--- START OF Provided data ---
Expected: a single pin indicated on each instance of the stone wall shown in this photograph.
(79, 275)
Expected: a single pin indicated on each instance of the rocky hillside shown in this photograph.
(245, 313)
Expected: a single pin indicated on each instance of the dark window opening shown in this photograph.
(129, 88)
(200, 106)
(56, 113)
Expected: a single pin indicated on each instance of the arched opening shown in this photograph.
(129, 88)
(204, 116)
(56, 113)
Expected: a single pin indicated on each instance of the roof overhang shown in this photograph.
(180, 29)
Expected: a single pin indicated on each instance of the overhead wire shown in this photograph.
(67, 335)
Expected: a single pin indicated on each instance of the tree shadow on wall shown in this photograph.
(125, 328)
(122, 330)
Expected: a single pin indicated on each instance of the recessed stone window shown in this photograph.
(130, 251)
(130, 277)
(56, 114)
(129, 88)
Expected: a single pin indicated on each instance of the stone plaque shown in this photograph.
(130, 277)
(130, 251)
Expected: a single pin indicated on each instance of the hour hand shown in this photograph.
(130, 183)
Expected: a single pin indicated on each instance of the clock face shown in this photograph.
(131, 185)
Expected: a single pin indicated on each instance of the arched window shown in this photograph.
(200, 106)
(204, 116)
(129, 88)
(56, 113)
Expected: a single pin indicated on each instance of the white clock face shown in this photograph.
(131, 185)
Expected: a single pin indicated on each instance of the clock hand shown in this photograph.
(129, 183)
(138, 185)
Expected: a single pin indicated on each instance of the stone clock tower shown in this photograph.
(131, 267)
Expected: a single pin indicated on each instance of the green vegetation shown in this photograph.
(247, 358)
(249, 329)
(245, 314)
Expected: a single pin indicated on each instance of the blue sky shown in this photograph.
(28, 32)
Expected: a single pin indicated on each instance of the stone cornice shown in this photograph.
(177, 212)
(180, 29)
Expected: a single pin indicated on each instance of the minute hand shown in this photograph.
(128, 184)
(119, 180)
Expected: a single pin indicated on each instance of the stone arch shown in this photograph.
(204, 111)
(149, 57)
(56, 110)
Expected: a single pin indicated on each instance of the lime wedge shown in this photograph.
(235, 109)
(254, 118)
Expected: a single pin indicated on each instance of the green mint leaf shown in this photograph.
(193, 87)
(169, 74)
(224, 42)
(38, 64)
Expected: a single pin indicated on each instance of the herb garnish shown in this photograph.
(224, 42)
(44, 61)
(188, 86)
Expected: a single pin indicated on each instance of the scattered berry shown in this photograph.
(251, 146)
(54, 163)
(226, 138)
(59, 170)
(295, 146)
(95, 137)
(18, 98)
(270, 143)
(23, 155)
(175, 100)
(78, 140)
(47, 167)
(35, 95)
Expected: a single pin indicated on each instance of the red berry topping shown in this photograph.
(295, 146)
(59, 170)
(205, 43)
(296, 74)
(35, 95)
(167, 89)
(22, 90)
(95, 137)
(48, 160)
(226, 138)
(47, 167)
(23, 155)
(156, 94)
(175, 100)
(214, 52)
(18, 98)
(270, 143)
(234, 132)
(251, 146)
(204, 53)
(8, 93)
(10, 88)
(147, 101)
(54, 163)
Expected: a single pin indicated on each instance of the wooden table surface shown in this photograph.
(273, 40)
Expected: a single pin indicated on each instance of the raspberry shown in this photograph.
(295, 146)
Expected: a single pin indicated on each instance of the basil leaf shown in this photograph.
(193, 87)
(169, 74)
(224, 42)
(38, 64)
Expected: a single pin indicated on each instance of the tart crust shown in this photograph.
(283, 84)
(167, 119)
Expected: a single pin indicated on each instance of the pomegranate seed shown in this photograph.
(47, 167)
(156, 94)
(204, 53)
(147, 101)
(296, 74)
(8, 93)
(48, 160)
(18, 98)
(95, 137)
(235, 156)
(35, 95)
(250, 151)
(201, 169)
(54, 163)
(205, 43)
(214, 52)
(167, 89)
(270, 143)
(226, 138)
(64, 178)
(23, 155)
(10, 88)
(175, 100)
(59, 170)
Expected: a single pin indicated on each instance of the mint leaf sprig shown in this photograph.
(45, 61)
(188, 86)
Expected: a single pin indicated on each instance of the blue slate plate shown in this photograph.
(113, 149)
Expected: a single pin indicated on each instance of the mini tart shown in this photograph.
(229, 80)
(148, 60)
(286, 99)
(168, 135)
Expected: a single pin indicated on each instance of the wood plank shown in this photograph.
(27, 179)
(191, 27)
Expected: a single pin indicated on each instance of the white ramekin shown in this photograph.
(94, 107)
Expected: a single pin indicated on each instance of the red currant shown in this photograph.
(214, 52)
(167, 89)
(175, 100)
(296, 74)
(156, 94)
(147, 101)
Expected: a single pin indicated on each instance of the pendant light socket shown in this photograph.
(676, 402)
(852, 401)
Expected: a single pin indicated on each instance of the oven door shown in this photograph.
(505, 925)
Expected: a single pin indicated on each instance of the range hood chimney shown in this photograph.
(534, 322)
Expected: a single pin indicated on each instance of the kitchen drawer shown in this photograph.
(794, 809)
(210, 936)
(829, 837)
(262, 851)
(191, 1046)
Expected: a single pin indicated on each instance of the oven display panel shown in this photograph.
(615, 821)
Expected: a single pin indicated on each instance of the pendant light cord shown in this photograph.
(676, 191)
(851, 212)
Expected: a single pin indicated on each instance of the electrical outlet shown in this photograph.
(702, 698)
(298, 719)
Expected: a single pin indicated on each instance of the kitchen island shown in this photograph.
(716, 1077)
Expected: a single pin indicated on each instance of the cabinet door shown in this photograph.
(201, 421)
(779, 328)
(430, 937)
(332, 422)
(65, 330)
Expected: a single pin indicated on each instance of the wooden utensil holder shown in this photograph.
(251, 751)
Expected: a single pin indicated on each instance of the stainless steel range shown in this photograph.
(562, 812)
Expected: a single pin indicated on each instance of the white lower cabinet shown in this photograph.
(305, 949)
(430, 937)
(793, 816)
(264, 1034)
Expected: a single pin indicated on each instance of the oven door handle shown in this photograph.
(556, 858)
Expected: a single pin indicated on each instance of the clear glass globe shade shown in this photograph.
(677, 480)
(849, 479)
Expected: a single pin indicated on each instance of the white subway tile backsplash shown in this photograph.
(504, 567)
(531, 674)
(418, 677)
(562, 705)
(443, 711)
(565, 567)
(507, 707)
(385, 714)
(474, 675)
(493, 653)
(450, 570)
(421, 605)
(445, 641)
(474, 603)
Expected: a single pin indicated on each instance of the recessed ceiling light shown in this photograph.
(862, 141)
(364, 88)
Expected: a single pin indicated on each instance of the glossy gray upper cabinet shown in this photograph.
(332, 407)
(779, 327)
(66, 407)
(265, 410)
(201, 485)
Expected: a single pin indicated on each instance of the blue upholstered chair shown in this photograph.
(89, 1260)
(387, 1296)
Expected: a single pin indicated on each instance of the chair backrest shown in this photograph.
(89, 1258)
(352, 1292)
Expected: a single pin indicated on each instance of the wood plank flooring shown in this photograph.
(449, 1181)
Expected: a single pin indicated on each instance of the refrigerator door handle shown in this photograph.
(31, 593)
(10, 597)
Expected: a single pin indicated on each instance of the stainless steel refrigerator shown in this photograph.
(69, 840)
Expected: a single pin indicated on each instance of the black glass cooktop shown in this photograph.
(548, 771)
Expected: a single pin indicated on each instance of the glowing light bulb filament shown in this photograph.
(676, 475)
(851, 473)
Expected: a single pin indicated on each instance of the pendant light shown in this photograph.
--- END OF Provided data ---
> **Directions for this task**
Return all the data exactly as given.

> **Reply**
Expected: a single pin indicated on each instance of the stone wall shown in this photograph.
(79, 275)
Expected: a single pin indicated on each instance of the rocky hillside shown in this photograph.
(245, 313)
Expected: a single pin indicated on each instance of the dark window opening shown in this photograph.
(129, 88)
(200, 106)
(56, 113)
Expected: a single pin indicated on each instance of the arched opening shown in this photograph.
(129, 88)
(204, 116)
(56, 113)
Expected: a single pin indicated on each instance of the roof overhang shown in this photograph.
(180, 29)
Expected: a single pin indicated on each instance of the overhead wire shown in this photograph.
(67, 335)
Expected: a single pin indicated on each instance of the tree shadow on wall shown in this photograph.
(125, 328)
(122, 330)
Expected: a single pin indicated on each instance of the recessed stone window shown in this photograph.
(130, 251)
(130, 277)
(56, 114)
(129, 88)
Expected: a single pin indicated on each instance of the stone plaque shown in this photograph.
(130, 277)
(130, 251)
Expected: a single pin indicated on each instance of the hour hand shown in this photograph.
(130, 183)
Expected: a single pin indicated on each instance of the clock face shown in this photograph.
(131, 185)
Expected: a single pin indicated on each instance of the arched window shown in this photograph.
(200, 106)
(204, 116)
(129, 88)
(56, 113)
Expected: a single pin indicated on each instance of the white clock face shown in this photograph.
(131, 185)
Expected: a single pin indicated on each instance of the clock hand shown in this photograph.
(129, 183)
(138, 185)
Expected: a single pin indicated on each instance of the stone clock tower shown in this photograph.
(131, 267)
Expected: a single pin indicated on each instance of the green vegetation shown in this photograph.
(247, 358)
(249, 329)
(245, 314)
Expected: a single pin indicated on each instance of the blue sky shown in this photograph.
(28, 32)
Expected: a single pin indicated on each instance of the stone cornice shown in this photograph.
(177, 212)
(180, 29)
Expected: a single pin indicated on each instance of the minute hand shown in this photograph.
(128, 184)
(119, 180)
Expected: a single pin indicated on each instance of the stone arch shown in this photograph.
(204, 111)
(149, 57)
(56, 110)
Expected: a single pin indicated on each instance of the lime wedge shown in this photograph.
(235, 109)
(254, 118)
Expected: a single pin indicated on each instance of the green mint leaf shown in this photograph.
(193, 87)
(169, 74)
(224, 42)
(38, 64)
Expected: a single pin indicated on each instance of the herb garnish shown in this photograph.
(224, 42)
(44, 61)
(188, 86)
Expected: a single pin indicated on each instance of the scattered berry shown in this photograph.
(251, 146)
(54, 163)
(226, 138)
(59, 170)
(295, 146)
(95, 137)
(18, 98)
(270, 143)
(23, 155)
(175, 100)
(78, 140)
(47, 167)
(35, 95)
Expected: a single pin indicated on each instance of the red berry topping shown in this photograph.
(295, 146)
(59, 170)
(205, 43)
(296, 74)
(35, 95)
(167, 89)
(22, 90)
(95, 137)
(48, 160)
(226, 138)
(47, 167)
(23, 155)
(156, 94)
(175, 100)
(214, 52)
(18, 98)
(270, 143)
(234, 132)
(251, 146)
(204, 53)
(8, 93)
(10, 88)
(147, 101)
(54, 163)
Expected: a single pin indicated on each instance of the wooden table surface shown in this photograph.
(273, 40)
Expected: a single pin indicated on each instance of the raspberry shown in this photograph.
(295, 146)
Expected: a single pin indicated on each instance of the basil leaf shown in this photograph.
(193, 87)
(169, 74)
(224, 42)
(38, 64)
Expected: a single pin indicated on each instance of the tart crust shown in this photograph.
(283, 84)
(167, 119)
Expected: a single pin indicated on each instance of the pomegranate seed shown in this photograph.
(47, 167)
(156, 94)
(204, 53)
(147, 101)
(296, 74)
(8, 93)
(48, 160)
(18, 98)
(95, 137)
(235, 156)
(35, 95)
(250, 151)
(201, 169)
(54, 163)
(205, 43)
(214, 52)
(167, 89)
(270, 143)
(226, 138)
(64, 178)
(23, 155)
(10, 88)
(175, 100)
(59, 170)
Expected: a single pin indicated on each instance of the mint leaf sprig shown in this photograph.
(45, 61)
(188, 86)
Expected: a single pin indicated on each instance of the blue slate plate shown in this photograph.
(113, 149)
Expected: a single pin indicated on each instance of the mini tart shown in this photograph.
(229, 80)
(148, 60)
(286, 99)
(168, 135)
Expected: a single pin indicated on each instance of the wood plank shown in this photograph.
(27, 179)
(191, 27)
Expected: a single pin indicated on each instance of the white ramekin shown in this photograph.
(94, 107)
Expected: a single pin indicated on each instance of the red currant shown in this photograph.
(214, 52)
(167, 89)
(175, 100)
(296, 74)
(156, 94)
(147, 101)
Expected: a single pin indicated on each instance of the pendant light socket shown in this photograph.
(676, 402)
(852, 401)
Expected: a single pin indicated on each instance of the oven door shown in this photograph.
(505, 925)
Expected: a single pin indicated on each instance of the range hood chimney shown in this photograph.
(534, 322)
Expected: a single pin indicated on each instance of the kitchen drawer shown in this photograph.
(794, 809)
(210, 936)
(829, 837)
(262, 851)
(191, 1046)
Expected: a single pin indicated on each instance of the oven display panel shown in this photograph.
(615, 821)
Expected: a single pin indicated on each instance of the pendant light cord shown in this photograph.
(676, 191)
(851, 212)
Expected: a single pin indicated on each instance of the electrical outlet shown in this photograph.
(702, 698)
(298, 719)
Expected: a single pin indicated on each instance of the kitchen island shown in this photograph.
(716, 1077)
Expected: a single pin indicated on each instance of the cabinet door shown in this photograph.
(201, 421)
(779, 328)
(430, 937)
(332, 422)
(65, 330)
Expected: a single pin indicated on each instance of the wooden utensil holder shown in this photograph.
(251, 751)
Expected: a single pin indicated on each instance of the stainless steel range shown in this photograph.
(562, 812)
Expected: a single pin indicated on each instance of the white lower cabinet shown in this photograph.
(305, 949)
(430, 937)
(793, 816)
(264, 1034)
Expected: a single pin indicated on each instance of the oven door handle shown in this photograph.
(556, 858)
Expected: a single pin indicated on each instance of the clear glass globe shade shown in this photograph.
(677, 480)
(849, 479)
Expected: a single pin indicated on each instance of the white subway tile backsplash shown in this photograph.
(504, 567)
(531, 674)
(418, 677)
(562, 705)
(443, 711)
(565, 567)
(507, 707)
(385, 714)
(474, 675)
(493, 653)
(450, 570)
(421, 605)
(445, 641)
(474, 603)
Expected: a single pin indicated on each instance of the recessed ceiling light shown in this photograph.
(862, 141)
(364, 88)
Expected: a single pin indicated on each instance of the glossy gray upper cabinet shown in this photograph.
(332, 407)
(779, 327)
(66, 407)
(265, 410)
(201, 485)
Expected: a single pin indicated on each instance of the blue upholstered chair shown in this photograph.
(89, 1260)
(387, 1296)
Expected: a single pin indicated on each instance of the chair backrest shown in this photograph.
(89, 1258)
(352, 1292)
Expected: a single pin indicated on each instance of the wood plank flooring shown in this photograph.
(449, 1181)
Expected: a single pin indicated on each instance of the refrigerator door handle shown in this photograph.
(31, 593)
(10, 597)
Expected: a single pin indicated on each instance of the stainless steel refrigerator shown in this photograph.
(69, 840)
Expected: a single pin indicated on each instance of the black glass cooktop shown in this photograph.
(548, 771)
Expected: a single pin indicated on each instance of the glowing light bulb filament shown in this photograph.
(676, 475)
(851, 473)
Expected: a single pin indicated on each instance of the pendant light shown in this photograph.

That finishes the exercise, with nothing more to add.